Extension of the individual’s freedom of conscience decisions to business corporations strains the rationale of those cases beyond the breaking point.  To ascribe to such artificial entities an “intellect” or “mind” for freedom of conscience purposes is to confuse metaphor with reality.

What appears to have happened is that the Court came to a gradual acceptance of the privileged status that corporations had gained in American society.  And that rise in status was created, at least in part, through Court decisions that had created the “corporate bill of rights.”  Ironically, the justices who might have been expected to be the philosophical heirs to the dissenting tradition of Black and Douglas, liberals like Justice Brennan and Justice Marshall, had now emerged as leading advocates, along-side avid pro-corporate advocates such as Lewis Powell, of granting First Amendment rights to corporations.

▶ **INSTRUCTIONS**:
A. Translate this sentence from the extract on corporate rights into Spanish: "To ascribe to such artificial entities an 'intellect' or 'mind' for freedom of conscience purposes is to confuse metaphor with reality."
B. Answer these questions using the extract on corporate rights:
(i) Which two justices does it name as liberals who became leading advocates of granting First Amendment rights to corporations?
(ii) What does it call the body of Court decisions that helped raise the status of corporations?
(iii) Which justice does it describe as an avid pro-corporate advocate?

▶ **DATASET CONTENT**:
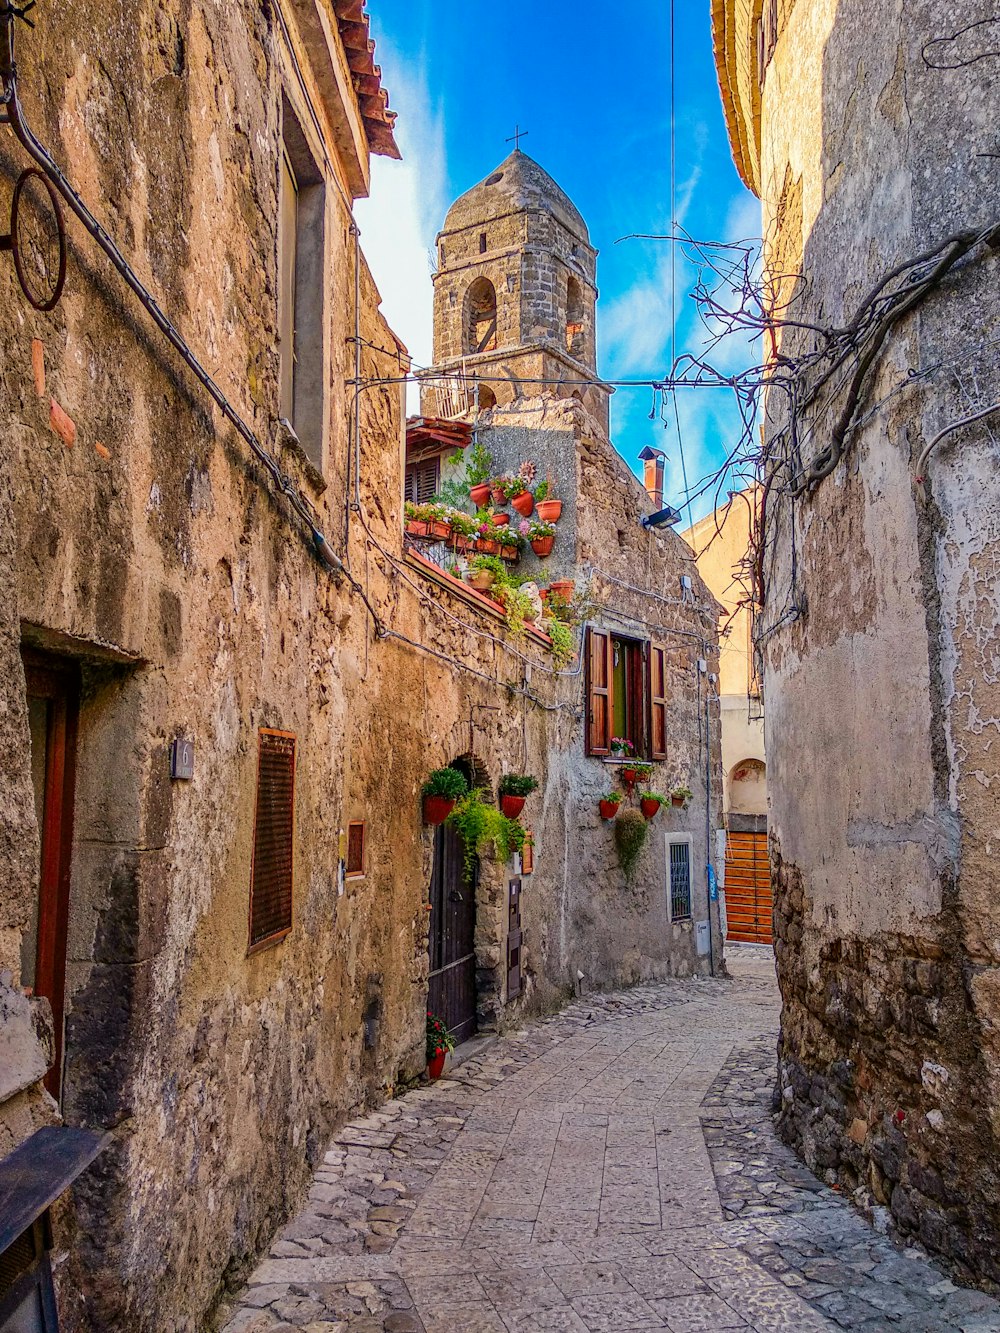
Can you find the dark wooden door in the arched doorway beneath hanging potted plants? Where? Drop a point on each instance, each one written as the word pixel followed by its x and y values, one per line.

▶ **ANSWERS PER TASK**:
A. Atribuir a tales entidades artificiales un «intelecto» o una «mente» a efectos de la libertad de conciencia es confundir la metáfora con la realidad.

B.
(i) Justice Brennan and Justice Marshall
(ii) The "corporate bill of rights"
(iii) Lewis Powell